- **Description of the task**
All of the records below are to be output exactly; no image belongs in the result.
:: Dataset extract ::
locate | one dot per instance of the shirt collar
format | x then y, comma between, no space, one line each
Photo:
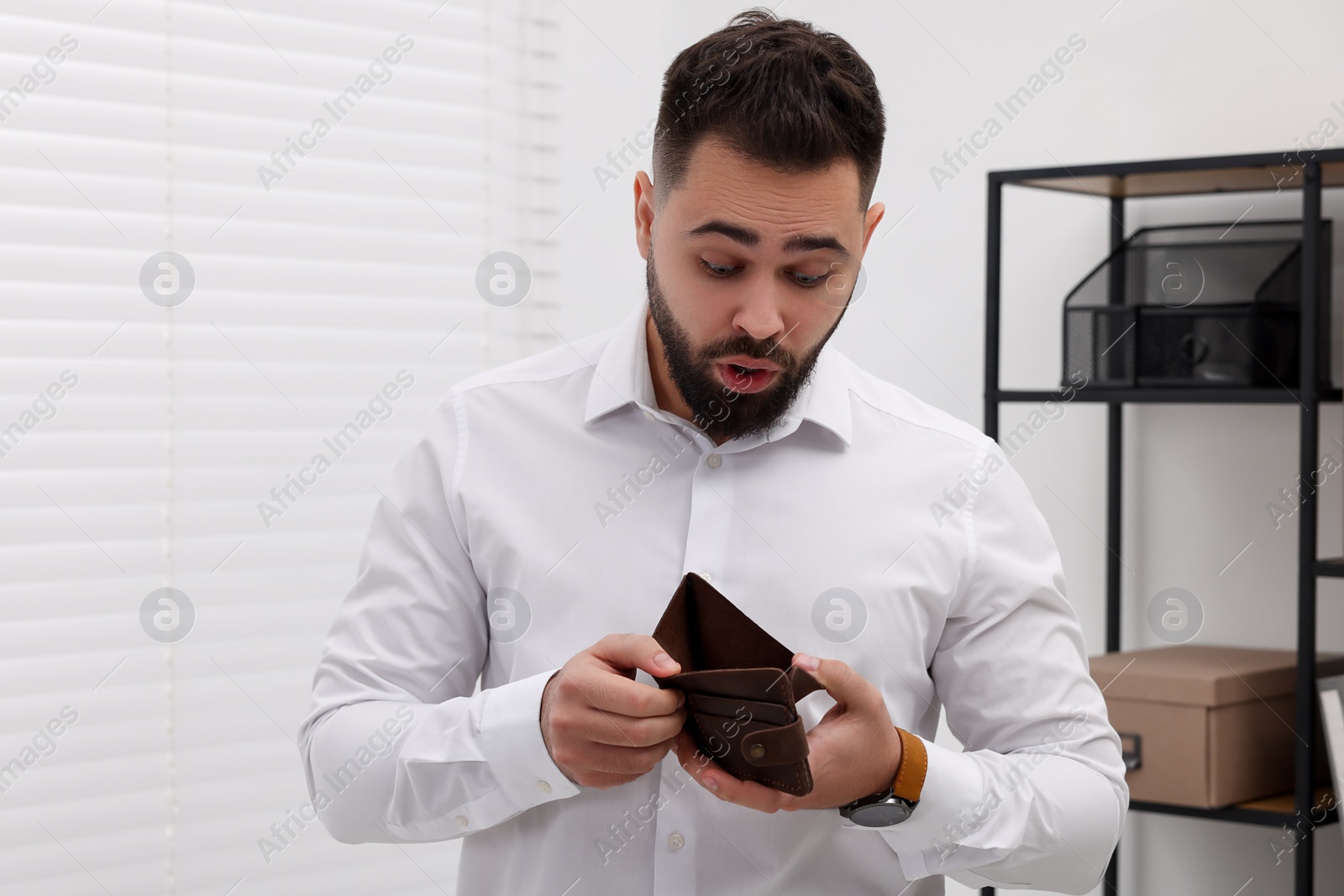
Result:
622,376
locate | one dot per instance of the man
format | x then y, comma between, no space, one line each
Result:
535,532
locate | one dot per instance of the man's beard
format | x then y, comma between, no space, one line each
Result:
719,411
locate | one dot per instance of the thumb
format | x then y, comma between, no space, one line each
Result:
636,652
837,676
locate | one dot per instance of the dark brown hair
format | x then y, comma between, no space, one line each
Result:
777,92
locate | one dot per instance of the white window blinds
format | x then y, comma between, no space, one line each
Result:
239,257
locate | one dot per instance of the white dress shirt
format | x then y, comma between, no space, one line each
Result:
550,503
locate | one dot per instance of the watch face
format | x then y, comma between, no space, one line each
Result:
882,815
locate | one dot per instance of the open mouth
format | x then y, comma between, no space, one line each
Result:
745,379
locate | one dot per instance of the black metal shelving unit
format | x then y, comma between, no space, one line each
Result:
1113,184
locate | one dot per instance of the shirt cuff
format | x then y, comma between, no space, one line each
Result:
511,739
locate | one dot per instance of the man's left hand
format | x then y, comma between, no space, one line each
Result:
853,752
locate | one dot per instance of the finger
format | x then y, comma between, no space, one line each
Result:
625,761
636,652
629,731
596,684
839,679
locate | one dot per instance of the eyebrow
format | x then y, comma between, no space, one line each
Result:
749,238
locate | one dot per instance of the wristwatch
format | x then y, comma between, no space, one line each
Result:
894,805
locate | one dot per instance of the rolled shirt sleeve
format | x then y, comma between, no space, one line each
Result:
398,745
1038,795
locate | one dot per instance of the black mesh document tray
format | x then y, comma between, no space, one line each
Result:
1196,305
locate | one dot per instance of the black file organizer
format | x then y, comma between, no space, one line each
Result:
1115,186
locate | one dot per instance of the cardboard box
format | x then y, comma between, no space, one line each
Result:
1207,726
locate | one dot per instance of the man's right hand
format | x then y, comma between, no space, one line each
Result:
601,727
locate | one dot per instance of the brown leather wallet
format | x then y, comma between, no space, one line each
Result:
741,688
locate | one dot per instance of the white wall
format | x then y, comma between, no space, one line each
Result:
1156,80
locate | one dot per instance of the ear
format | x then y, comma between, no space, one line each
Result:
870,222
644,210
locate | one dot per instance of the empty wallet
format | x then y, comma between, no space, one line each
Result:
741,688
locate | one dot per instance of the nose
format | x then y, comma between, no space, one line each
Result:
759,311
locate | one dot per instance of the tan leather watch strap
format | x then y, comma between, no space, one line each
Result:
914,766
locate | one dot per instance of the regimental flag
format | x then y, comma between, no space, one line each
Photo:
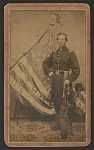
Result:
28,79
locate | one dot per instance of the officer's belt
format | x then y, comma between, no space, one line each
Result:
57,72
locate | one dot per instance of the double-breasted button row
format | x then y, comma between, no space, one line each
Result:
58,59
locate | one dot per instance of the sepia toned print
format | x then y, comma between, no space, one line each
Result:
47,75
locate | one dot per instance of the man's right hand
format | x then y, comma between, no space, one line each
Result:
51,73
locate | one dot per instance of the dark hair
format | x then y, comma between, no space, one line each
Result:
62,34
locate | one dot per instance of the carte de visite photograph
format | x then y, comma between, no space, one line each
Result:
47,75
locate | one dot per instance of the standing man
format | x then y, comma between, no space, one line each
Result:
56,66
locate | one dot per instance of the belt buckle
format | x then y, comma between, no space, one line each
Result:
57,72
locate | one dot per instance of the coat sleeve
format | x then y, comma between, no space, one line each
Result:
75,67
47,63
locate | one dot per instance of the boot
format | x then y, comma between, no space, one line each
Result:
57,126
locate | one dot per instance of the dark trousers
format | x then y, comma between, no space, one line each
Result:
57,90
61,106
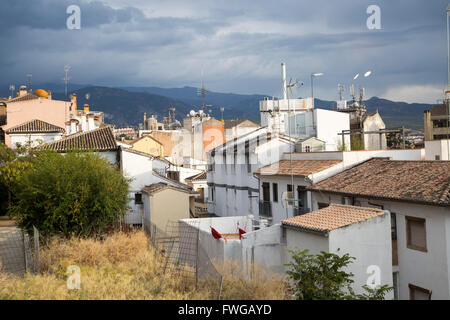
:::
- **Completed task**
locate | one dot per instance of the shirt collar
format | x then y, comma between, no space, one line each
Photo:
Result:
622,376
locate | one dot per instance of the man
format | x then y, comma between, no space, one line each
Result:
535,532
locate | one dot per instance of the man's beard
format | x then y, comma between, no space, one line each
Result:
719,411
locate | one dot per instance of the thumb
format | x then y, comma between, no space, one line each
Result:
636,652
837,676
locate | one dot per instance of the dark brown hair
format | x then y, comma between, no space, one line each
Result:
777,92
locate | one dot per instance of the white window blinds
format | x then y, comma between, no space, one line each
Result:
239,257
locate | one dot per instance of the white dress shirt
format | x then y, comma between, no space, one line each
Result:
550,503
locate | one dot per instance of the watch face
format | x then y, comma between, no space, one line each
Result:
882,815
locate | one dot per instance of the open mouth
format | x then y, comma between, no space, one line each
Result:
745,379
locate | one dot per instance of the black metal shelving unit
format | x then y, comma between, no space, one line each
Result:
1113,184
locate | one dot per instance of the shirt cuff
format | x then y, comma between, no space, one line each
Result:
511,739
locate | one dot per instance of the man's left hand
format | x then y, comma between, no space, one line each
Result:
853,752
locate | one dot per instance of the finger
format | x then y, comma between, no space, one line each
Result:
625,761
636,652
629,731
596,684
839,679
locate | one dot per instance of the eyebrow
format | x then y, comma between, no space, one line each
Result:
749,238
locate | one dot per instance of the wristwatch
format | x then y, comma between, no space, one line each
Result:
894,805
locate | one dot per instance of the rolled shirt sleeve
format | x then y, comma between, no space, one line each
Result:
398,745
1038,795
locate | one dot per instance of the black mesh document tray
format | x then y, comma between, no space, one line each
Result:
1196,305
locate | one dot per instance of the black file organizer
format | x then y, comma between, no space, one line each
Result:
1115,186
locate | one dot per instance of the cardboard box
format | x then y, comma between, no space, one line each
Result:
1207,726
locate | one dot per instance of the man's right hand
format | x then y, comma between, no space, one line each
Result:
601,727
locate | one dot per instance of the brown leather wallet
format | x then y, comma between, no space, one line each
Result:
741,688
locate | one dot per instance of the white wall
format | x then y, comma between, no space, one line each
Result:
1156,80
locate | one dot per instance of the ear
format | x then y, comma between, no space, one line each
Result:
870,222
644,210
locate | one dot per instance of the empty wallet
format | x then y, comma between, no space, one line each
Result:
741,688
locate | one dot per instance of the nose
format | x then y, comma between, no space, one line each
Result:
759,311
locate | one dot per instance of the tan leather watch strap
format | x then y, comma between, no space, one line each
Result:
914,766
locate | one dot per instance of the regimental flag
format | x then y, comma between, no space, one line each
Photo:
Result:
28,79
locate | one dot per instance of the officer's belt
format | x then y, comma between, no space, one line each
Result:
57,72
locate | one dot per instance of the double-breasted button row
format | x then y, comma between, no space, one line each
Result:
58,59
locate | one dot per instance of the sepia toned print
format | x then y, comma between, no space, one line each
Result:
47,75
locate | one dot per instance of the man's right hand
format | x then y, comma between, no space, one line each
Result:
51,73
locate | one dot per instance of the dark hair
format | x then y, comma between, no space, one line each
Result:
62,34
locate | one dot per instance of the carte de visite photograph
format | x then y, comma between, no space, one line each
Result:
47,75
locate | one dot per instance of the standing man
format | x then y, comma between, no space, one line each
Result:
56,66
locate | one dot per instance of the belt buckle
format | x then y, comma between, no space, one line each
Result:
57,72
locate | one dot per instance of the coat sleeve
format | x then y, comma between, no space, one line each
Result:
75,67
47,63
locate | one dot per instance of the boot
format | x then y, comma between, no space, one line each
Result:
57,126
locate | one dot per instance of the dark trousers
format | x then y, comma between, no space, one line each
Result:
57,90
61,106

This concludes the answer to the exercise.